■ Trecho apresentado
——

NOTA 2: Um ponto que será bem debatido neste processo está relacionado diretamente
ao modo como a empresa se comunicava com os aeronautas, principalmente sobre
implementação e mudanças de procedimentos. Na visão do Ministério Público Federal os
pilotos não estavam devidamente informados sobre o novo procedimento relacionado à
operação da aeronave com o reversor inoperante. A mudança havia ocorrido em janeiro de
2007 e somente quando os pilotos voavam a aeronave, no momento da consulta do manual
da operação da aeronave que ocorria, somente, no momento do voo, é que os pilotos
tinham ciência do novo procedimento. O procedimento e a tempestividade deste
procedimento é um dos pontos relevantes do processo penal.
Aqui cabe uma ressalva interessante que é um alerta aos aeronavegantes, sobretudo àqueles
que ocupam cargos de decisão. Cabe a estes profissionais uma medida de divulgação que
assegure que todos os interessados tenham informações de forma precisa. O meio e o
modo que essas informações são transmitidas aos tripulantes são essenciais para que
venham a se eximir de responsabilidade em decorrência de acidente aeronáutico.
Isto não é novo na atividade aérea. No voo VRG 254 que resultou na morte de doze
pessoas ocorrido em 1989 quando uma aeronave caiu por falta de combustível na selva
brasileira. O piloto ao programar a rota de voo antes da decolagem inseriu um rumo que
não condizia com o rumo da rota a ser voada. A empresa aérea, responsável por aquele
voo, havia mudado o procedimento de inserção de rumo no plano de voo. O rumo que era
normalmente expresso com três algarismos passou a ser programado com quatro, e o
piloto, ao invés de inserir o rumo magnético 0270, inseriu equivocadamente o rumo 2700.

——

Itens listados em um conjunto de dados

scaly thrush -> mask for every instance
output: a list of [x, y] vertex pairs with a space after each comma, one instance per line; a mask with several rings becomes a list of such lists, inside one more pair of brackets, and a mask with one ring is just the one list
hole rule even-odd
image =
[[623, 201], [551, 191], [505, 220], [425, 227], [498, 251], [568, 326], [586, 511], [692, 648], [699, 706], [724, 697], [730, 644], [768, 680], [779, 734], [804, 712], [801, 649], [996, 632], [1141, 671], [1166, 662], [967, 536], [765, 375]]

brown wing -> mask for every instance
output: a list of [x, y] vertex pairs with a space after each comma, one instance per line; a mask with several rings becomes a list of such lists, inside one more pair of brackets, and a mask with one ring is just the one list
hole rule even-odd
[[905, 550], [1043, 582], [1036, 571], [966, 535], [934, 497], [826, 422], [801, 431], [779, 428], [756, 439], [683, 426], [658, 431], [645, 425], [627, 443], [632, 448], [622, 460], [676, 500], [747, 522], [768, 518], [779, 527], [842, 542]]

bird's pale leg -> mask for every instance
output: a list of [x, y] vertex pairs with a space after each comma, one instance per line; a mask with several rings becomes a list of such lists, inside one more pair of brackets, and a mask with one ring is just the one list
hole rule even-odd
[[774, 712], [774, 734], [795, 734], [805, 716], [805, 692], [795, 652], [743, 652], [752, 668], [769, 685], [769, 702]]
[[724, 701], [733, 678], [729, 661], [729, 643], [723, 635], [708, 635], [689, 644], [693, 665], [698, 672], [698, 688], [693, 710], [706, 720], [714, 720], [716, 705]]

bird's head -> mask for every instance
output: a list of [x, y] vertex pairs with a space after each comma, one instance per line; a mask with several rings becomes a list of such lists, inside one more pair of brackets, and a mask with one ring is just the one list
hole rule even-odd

——

■ Lista de tarefas
- A) Segundo o trecho sobre o processo, quantas pessoas morreram no voo VRG 254?
- B) Nos registros, reescreva o trecho que começa na linha com "brown wing -> mask for every instance" e vai até a linha com "527], [842, 542]]", renomeando "vertex pairs" para "point pairs" e deixando todo o resto igual.
O trecho e os registros são materiais separados, sem relação entre si.

■ Respostas por tarefa
- A) Doze pessoas.

- B)
brown wing -> mask for every instance
output: a list of [x, y] point pairs with a space after each comma, one instance per line; a mask with several rings becomes a list of such lists, inside one more pair of brackets, and a mask with one ring is just the one list
hole rule even-odd
[[905, 550], [1043, 582], [1036, 571], [966, 535], [934, 497], [826, 422], [801, 431], [779, 428], [756, 439], [683, 426], [658, 431], [645, 425], [627, 443], [632, 448], [622, 460], [676, 500], [747, 522], [768, 518], [779, 527], [842, 542]]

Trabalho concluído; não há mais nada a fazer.